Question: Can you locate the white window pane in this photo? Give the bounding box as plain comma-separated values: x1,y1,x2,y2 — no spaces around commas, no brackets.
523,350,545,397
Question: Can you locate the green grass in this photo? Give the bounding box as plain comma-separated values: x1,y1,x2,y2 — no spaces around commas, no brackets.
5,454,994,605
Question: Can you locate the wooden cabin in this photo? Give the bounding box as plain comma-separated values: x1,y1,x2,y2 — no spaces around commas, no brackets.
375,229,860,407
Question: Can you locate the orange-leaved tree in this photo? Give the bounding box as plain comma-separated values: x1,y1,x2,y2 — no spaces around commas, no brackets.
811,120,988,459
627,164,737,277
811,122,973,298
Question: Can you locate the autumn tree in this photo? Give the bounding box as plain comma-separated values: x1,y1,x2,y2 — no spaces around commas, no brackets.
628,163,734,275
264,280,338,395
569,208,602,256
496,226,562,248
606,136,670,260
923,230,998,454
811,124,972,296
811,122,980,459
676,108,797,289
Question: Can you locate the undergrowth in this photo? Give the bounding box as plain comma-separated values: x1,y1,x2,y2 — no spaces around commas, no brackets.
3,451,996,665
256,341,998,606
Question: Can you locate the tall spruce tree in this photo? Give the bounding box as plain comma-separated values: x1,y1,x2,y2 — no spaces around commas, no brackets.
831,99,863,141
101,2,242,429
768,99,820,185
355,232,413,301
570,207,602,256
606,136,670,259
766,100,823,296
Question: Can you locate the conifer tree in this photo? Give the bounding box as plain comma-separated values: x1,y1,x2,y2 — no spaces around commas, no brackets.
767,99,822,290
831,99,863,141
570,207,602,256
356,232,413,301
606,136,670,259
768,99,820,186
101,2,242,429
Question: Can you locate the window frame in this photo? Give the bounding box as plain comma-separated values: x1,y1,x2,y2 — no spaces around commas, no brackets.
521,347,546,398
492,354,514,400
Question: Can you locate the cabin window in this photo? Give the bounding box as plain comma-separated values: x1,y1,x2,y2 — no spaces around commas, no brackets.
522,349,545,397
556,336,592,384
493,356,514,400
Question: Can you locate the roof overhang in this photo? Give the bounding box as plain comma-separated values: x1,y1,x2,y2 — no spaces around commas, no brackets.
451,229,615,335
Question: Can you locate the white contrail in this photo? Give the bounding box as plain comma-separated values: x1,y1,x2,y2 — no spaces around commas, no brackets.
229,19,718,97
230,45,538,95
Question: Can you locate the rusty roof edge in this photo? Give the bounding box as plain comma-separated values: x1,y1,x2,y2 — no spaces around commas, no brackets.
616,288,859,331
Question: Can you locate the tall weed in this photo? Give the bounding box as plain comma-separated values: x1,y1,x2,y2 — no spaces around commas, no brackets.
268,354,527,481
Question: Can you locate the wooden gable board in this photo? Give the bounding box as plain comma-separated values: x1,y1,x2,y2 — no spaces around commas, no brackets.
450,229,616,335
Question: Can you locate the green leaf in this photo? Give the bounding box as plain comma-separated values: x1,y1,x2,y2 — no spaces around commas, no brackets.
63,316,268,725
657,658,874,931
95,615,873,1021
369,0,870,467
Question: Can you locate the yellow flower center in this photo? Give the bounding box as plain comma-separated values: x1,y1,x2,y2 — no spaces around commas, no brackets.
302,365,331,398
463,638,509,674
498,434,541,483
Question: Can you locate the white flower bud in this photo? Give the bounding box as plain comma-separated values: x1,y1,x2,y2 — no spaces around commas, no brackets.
# # #
* _WHAT IS BEING ASKED_
What you should produce is an exact restatement of all the material.

* _TASK OUTPUT_
Question: Can you locate the white window pane in this photo? Give the bounding box as plain comma-separated values: x1,y1,x2,y2 — no spaces around commas, no brackets.
523,350,545,397
Question: Can you locate the green grass in this photo? Give the bounding box as plain comma-separated values: x1,y1,x2,y2 — no spaces around commas, no brackets.
5,454,994,605
Question: Can you locate the wooden cabin in this photo? Give the bounding box as plain comma-separated values: x1,y1,x2,y2 — no spaces around commas, no brackets.
375,229,860,407
Question: Can you locate the orange-leaved tree in this photo? Give the bounding box as plain comma-separated values: x1,y1,x2,y2 — no spaces around commas, no brackets.
811,120,988,459
627,164,737,277
811,122,973,298
Question: Can you locate the autumn tree in this photo? Give the bounding box as plain comma-separated values: x1,y1,x2,y2 — no spaces around commas, no brackets.
628,163,734,275
264,280,338,395
569,208,602,256
496,226,562,248
606,136,670,260
923,230,998,454
811,124,972,296
811,122,980,459
676,108,797,289
Question: Can you locate the undergrowth in this photo? Give the bounding box as plain comma-separated values: x1,y1,x2,y2 — no spaces around commas, no brackets.
3,451,996,665
256,341,998,606
Question: Can you locate the tall spruce tree in this photo? Give the bounding box as plain comma-separated values: x1,y1,x2,y2 — no spaces around commas, no brackets.
831,99,863,141
101,2,242,429
768,99,820,185
355,232,413,301
570,207,602,256
606,136,670,259
766,100,823,296
Question: Can you locate the conifer tree in this photo? Give the bounding box as plain comma-separated values: x1,y1,x2,y2 — no spaces around commas, no brackets.
767,99,822,290
831,99,863,141
570,207,602,256
356,232,413,301
606,136,670,259
768,99,820,186
101,2,242,429
Question: Can you locate the window frame in this photo? Give the bounding box as plain comma-separated values: x1,y1,x2,y2 — no spaces around commas, no brackets.
521,347,546,398
492,354,514,400
Question: Can you locate the cabin window in this photo? Give the bounding box as plain comma-separated values: x1,y1,x2,y2 — no spaces around commas, no brackets.
522,349,545,397
556,336,592,384
493,356,514,400
Question: Can you locate the roof overhang in this photo? Give the bounding box as plain comma-separated values: x1,y1,x2,y2 — no spaces around commas, no brackets.
451,229,615,335
Question: Can you locate the white contrail in this photo? Give the bounding box as plain comma-separated values: x1,y1,x2,y2 — no spaces around commas, no brackets.
229,19,718,97
230,45,538,95
Question: Can you locate the rusty roof edge in this photo? Give the bounding box as plain comma-separated values: x1,y1,x2,y2 — no spaces around commas, no brackets.
616,288,859,331
Question: Can you locate the tall weed in this photo? Give the bounding box as plain comma-separated values: x1,y1,x2,y2 — no spaces around commas, no brackets.
268,354,527,481
Question: Can you locate the wooden gable board in this photo? Give the bounding box as plain comma-separated values: x1,y1,x2,y2 — no spaces around commas, no brackets.
450,229,616,335
Question: Can you locate the green leaf in this photo? Give the bounding box as plain comma-separated values: x1,y1,x2,y2 — no spaces around commas, no brackets.
63,316,268,725
657,658,874,931
95,615,873,1021
369,0,870,467
Question: Can you locate the yellow flower center in this photo? Give the bounding box as plain comma-separated values: x1,y1,x2,y2 — no spaces around commas, no brackets.
302,365,331,398
463,638,509,674
498,434,541,483
Question: Can you locate the white flower bud in this photo? Give the bounding box as plain comma-separated values: x1,y1,x2,y2 — no spaces around commas, no brackets.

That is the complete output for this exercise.